*WHAT THE TASK ASKS*:
Reproduce the listing word for word, leaving every picture behind.

Saved entries:
__________________________________________________

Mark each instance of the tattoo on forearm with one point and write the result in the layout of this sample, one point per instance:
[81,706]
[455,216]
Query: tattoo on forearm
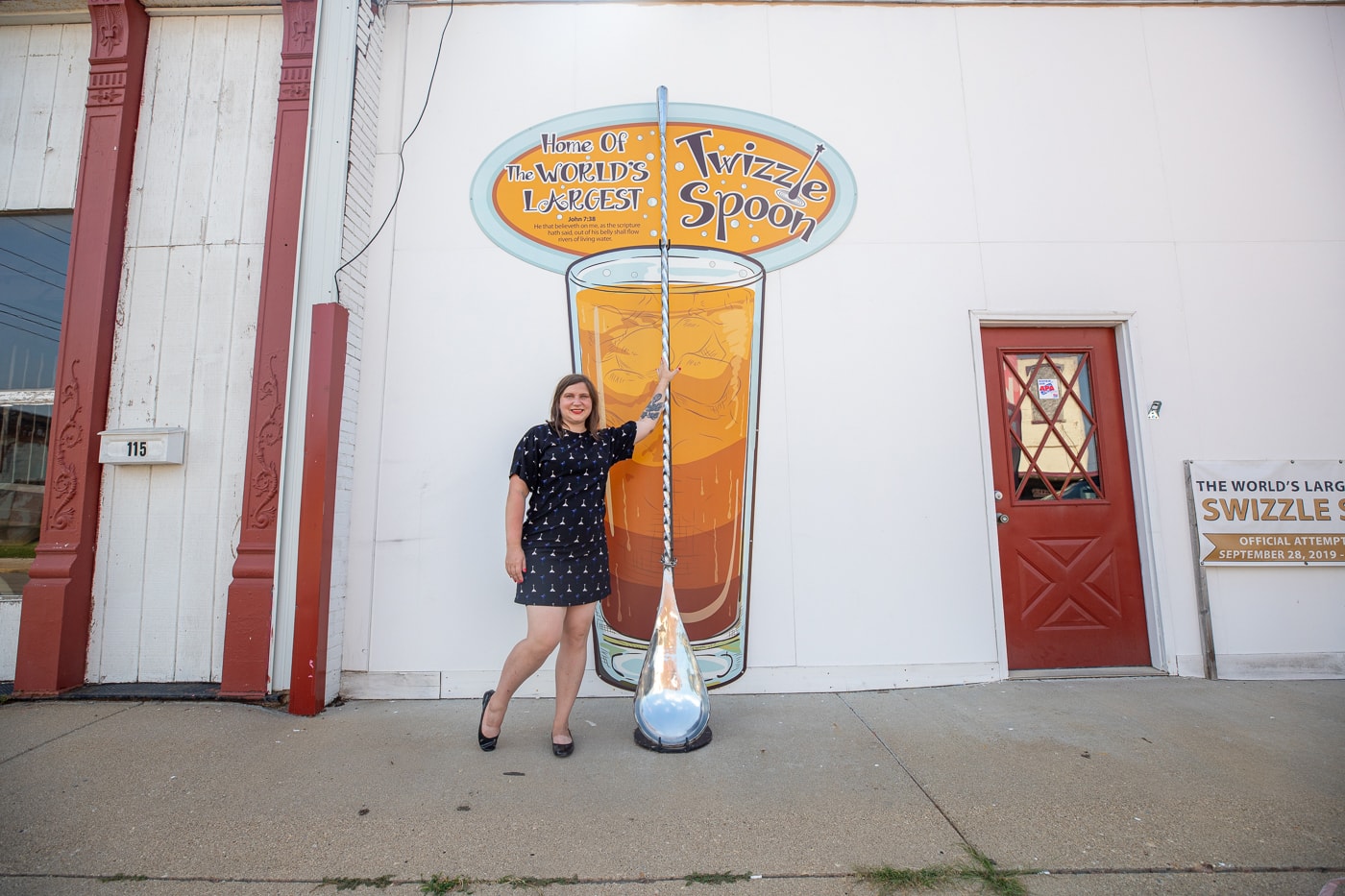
[654,408]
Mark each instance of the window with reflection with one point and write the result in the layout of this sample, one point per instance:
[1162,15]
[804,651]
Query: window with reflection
[34,254]
[1053,433]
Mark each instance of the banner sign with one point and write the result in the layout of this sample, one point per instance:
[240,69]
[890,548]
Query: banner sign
[737,181]
[1270,513]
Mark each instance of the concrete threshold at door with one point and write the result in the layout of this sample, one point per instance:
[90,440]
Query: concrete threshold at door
[1100,671]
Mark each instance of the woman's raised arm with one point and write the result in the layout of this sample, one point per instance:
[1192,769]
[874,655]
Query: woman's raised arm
[652,410]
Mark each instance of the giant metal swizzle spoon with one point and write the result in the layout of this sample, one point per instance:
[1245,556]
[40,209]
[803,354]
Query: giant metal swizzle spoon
[672,704]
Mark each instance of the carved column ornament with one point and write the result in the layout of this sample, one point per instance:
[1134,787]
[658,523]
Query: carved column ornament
[58,599]
[248,624]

__________________________________________________

*RESPONSE*:
Mark each instance of the tattoo on forearm with one point and write the result in the layout of this sample, one point per instance:
[81,706]
[455,216]
Query: tattoo on forearm
[654,408]
Mark each instance of the window with reflection with one point and write the result in the layout of this sample, one point per instance:
[1162,15]
[804,651]
Query: window with reflection
[34,254]
[1053,433]
Mark each instance of the banner sign with one point and write the result in the layout of this sample, one point per instance:
[240,69]
[890,548]
Query: banner sign
[737,181]
[1270,513]
Mark each instance of the concrete threshold at door with one point and write the result in the layout of this sample, one point per instance:
[90,440]
Query: concrete threshold at door
[1100,671]
Mark each instance of the woman's raised arm with one point and write the result in the layout of this sample, one point per instance:
[1192,769]
[874,655]
Query: woman's raised arm
[652,410]
Mark each instance of the giant metal swizzle spoon with one point and write the result in the layout of this sample, one point per instance:
[1245,556]
[40,209]
[803,354]
Query: giant metal swizzle spoon
[672,704]
Mark each instance of the carved column ornament with one point and write the result in the layout of this sample, one point per instance:
[1134,787]
[658,523]
Query: carved column ornament
[58,599]
[248,624]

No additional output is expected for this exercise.